Focusing on the hypothesis testing part, what my code does is take a
collection of photons and return the probability that they are drawn
from a pulsed distribution. My prior has two alternatives: not pulsed
(p=0.5) and pulsed (p=0.5, parameters randomly chosen). I feed this to
a Bayesian gizmo and get back a probability that the photons were
drawn from the former case.

In terms of testing, the very crude tests pass: if I give it a zillion
photons, it can correctly distinguish pulsed from unpulsed. But what
I'd like to test is whether the probability it returns is correct.
What I'd really like is some statistical test I can do on the
procedure to check whether the returned numbers are correct. Of
course, if I knew what distribution they were supposed to have, I
could just feed them to the K-S test. But I don't.

Part of the problem is that the data quality affects the result: if
feed in a zillion unpulsed photons, I get a variety of probabilities
that are close to zero - but how close is correct? I have no idea. If
I use pulsed photons, it is even more complicated: for a large pulsed
fraction, I'll get a variety of probabilities that are close to one.
But if I either reduce the number of photons or the pulsed fraction,
it gets harder to distinguish pulsed from unpulsed and the
probabilities start to drop. But I have no real idea how much.

Anne

Anne Archibald

unread,

Nov 8, 2009, 2:47:04 AM11/8/09

to SciPy Users List

2009/11/7 Bruce Southey <bsou...@gmail.com>:

> On Fri, Nov 6, 2009 at 6:13 PM, Anne Archibald
> <aarc...@physics.mcgill.ca> wrote:
>> Hi,
>>
>> I have implemented a simple Bayesian regression program (it takes
>> events modulo one and returns a posterior probability that the data is
>> phase-invariant plus a posterior distribution for two parameters
>> (modulation fraction and phase) in case there is modulation).
>
> I do not know your field, a little rusty on certain issues and I do
> not consider myself a Bayesian.
>
> Exactly what type of Bayesian did you use?
> I also do not know how you implemented it especially if it is
> empirical or Monte Carlo Markov Chains.

It's an ultra-simple toy problem, really: I did the numerical
integration in the absolute simplest way possible, by evaluating the
quantity to be evaluated on a grid and averaging. See github for
details:
http://github.com/aarchiba/bayespf

I can certainly improve on this, but I'd rather get my testing issues
sorted out first, so that I can test the tests, as it were, on an
implementation I'm reasonably confident is correct, before changing it
to a mathematically more subtle one.

>> I'm
>> rather new at this, so I'd like to construct some unit tests. Does
>> anyone have any suggestions on how to go about this?
>
> Since this is a test, the theoretical 'correctness' is irrelevant. So
> I would guess that you should use very informative priors and data
> with a huge amount of information. That should make the posterior have
> an extremely narrow range so your modal estimate is very close to the
> true value within a very small range.

This doesn't really test whether the estimator is doing a good job,
since if I throw mountains of information at it, even a rather badly
wrong implementation will eventually converge to the right answer.
(This is painful experience speaking.)

I disagree on the issue of theoretical correctness, though. The best
tests do exactly that: test the theoretical correctness of the routine
in question, ideally without any reference to the implementation. To
test the SVD, for example, you just test that the two matrices are
both orthogonal, and you test that multiplying them together with the
singular values between gives you your original matrix. If your
implementation passes this test, it is computing the SVD just fine, no
matter what it looks like inside.

_EXTRACTED DATA_:
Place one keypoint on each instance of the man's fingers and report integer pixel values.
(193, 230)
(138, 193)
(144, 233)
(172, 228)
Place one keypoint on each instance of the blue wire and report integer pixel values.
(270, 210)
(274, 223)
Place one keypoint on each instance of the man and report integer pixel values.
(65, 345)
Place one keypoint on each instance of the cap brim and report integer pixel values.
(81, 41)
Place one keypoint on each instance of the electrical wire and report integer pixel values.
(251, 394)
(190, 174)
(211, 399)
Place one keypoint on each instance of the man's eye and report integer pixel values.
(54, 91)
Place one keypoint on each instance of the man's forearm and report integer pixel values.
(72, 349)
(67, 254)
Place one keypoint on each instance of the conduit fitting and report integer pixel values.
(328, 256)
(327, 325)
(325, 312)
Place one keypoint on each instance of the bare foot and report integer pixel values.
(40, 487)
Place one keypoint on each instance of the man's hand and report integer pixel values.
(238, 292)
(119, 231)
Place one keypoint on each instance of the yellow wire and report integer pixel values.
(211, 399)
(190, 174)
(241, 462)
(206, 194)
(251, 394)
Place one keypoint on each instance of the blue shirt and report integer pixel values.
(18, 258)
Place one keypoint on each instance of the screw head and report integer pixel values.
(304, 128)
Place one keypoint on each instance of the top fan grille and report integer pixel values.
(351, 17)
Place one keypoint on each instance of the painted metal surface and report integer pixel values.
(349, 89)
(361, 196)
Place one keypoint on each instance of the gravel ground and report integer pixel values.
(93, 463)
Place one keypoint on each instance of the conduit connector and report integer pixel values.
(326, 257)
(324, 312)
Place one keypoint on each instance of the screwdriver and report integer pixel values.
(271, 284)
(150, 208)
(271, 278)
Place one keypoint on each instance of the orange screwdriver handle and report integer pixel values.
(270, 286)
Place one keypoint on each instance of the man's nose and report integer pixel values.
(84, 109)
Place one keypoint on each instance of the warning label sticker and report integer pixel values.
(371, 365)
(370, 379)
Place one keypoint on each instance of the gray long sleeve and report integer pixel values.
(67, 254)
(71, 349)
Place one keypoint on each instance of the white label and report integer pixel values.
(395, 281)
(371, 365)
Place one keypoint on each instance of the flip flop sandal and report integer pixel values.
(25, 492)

_STATED PROBLEM 1_:
Answer these questions using the forum thread on testing a Bayesian program, one line for each answer:
(a) What two alternatives does the prior hold, and what probability does each get?
(b) How was the numerical integration done?
(c) What two checks does the thread give for testing the SVD?
_STATED PROBLEM 2_:
Decide whether each statement agrees with the forum thread on testing a Bayesian program. Answer yes or no, and quote the words from the thread that decide it.
(a) The crude tests fail when the program is given a huge number of photons.
(b) Anne wants to sort out testing before moving to a mathematically more subtle implementation.
(c) Anne agrees that theoretical correctness is irrelevant for a test.
_STATED PROBLEM 3_: Write the next part of the forum thread on testing a Bayesian program, starting after its last sentence.

_OUTPUT 1_:
(a) Not pulsed, with p=0.5, and pulsed, with p=0.5 and parameters randomly chosen.
(b) The quantity was evaluated on a grid and the results were averaged.
(c) Check that the two matrices are both orthogonal, and check that multiplying them together with the singular values between gives back the original matrix.

_OUTPUT 2_:
(a) No: "if I give it a zillion photons, it can correctly distinguish pulsed from unpulsed."
(b) Yes: "I'd rather get my testing issues sorted out first"
(c) No: "I disagree on the issue of theoretical correctness, though."

_OUTPUT 3_:
With the frequentist signal-detection statistics I'm more familiar
with, I can write exactly this sort of test. I talk a little more
about it here:
http://lighthouseinthesky.blogspot.com/2009/11/testing-statistical-tests.html

This works too well, it turns out, to apply to scipy's K-S test or my
own Kuiper test, since their p-values are calculated rather
approximately, so they fail.

> After that it really depends on the algorithm, the data used and what
> you need to test. Basically you just have to say given this set of
> inputs I get this 'result' that I consider reasonable. After all, if
> the implementation of algorithm works then it is most likely the
> inputs that are a problem. In statistics, problems usually enter
> because the desired model can not be estimated from the provided data.
> Separation of user errors from a bug in the code usually identified by
> fitting simpler or alternative models.

It's exactly the implementation I don't trust, here. I can scrutinize
the implementation all I like, but I'd really like an independent
check on my calculations, and staring at the code won't get me that.

Um. I would be picking models from the prior distribution, not data.
However I find the models, I have a well-defined way to generate data
from the model.

Why do you say it's a bad idea to mix Bayesian and frequentist
approaches? It seems to me that as I use them to try to answer similar
questions, it makes sense to compare them; and since I know how to
test frequentist estimators, it's worth seeing whether I can cast
Bayesian estimators in frequentist terms, at least for testing
purposes.

> Really in Bayesian sense all this data generation is unnecessary
> because you have already calculated that information in computing the
> posteriors. The posterior of a parameter is a distribution not a
> single number so you just compare distributions. For example, you can
> compute modal values and construct Bayesian credible intervals of the
> parameters. These should make very strong sense to the original values
> simulated.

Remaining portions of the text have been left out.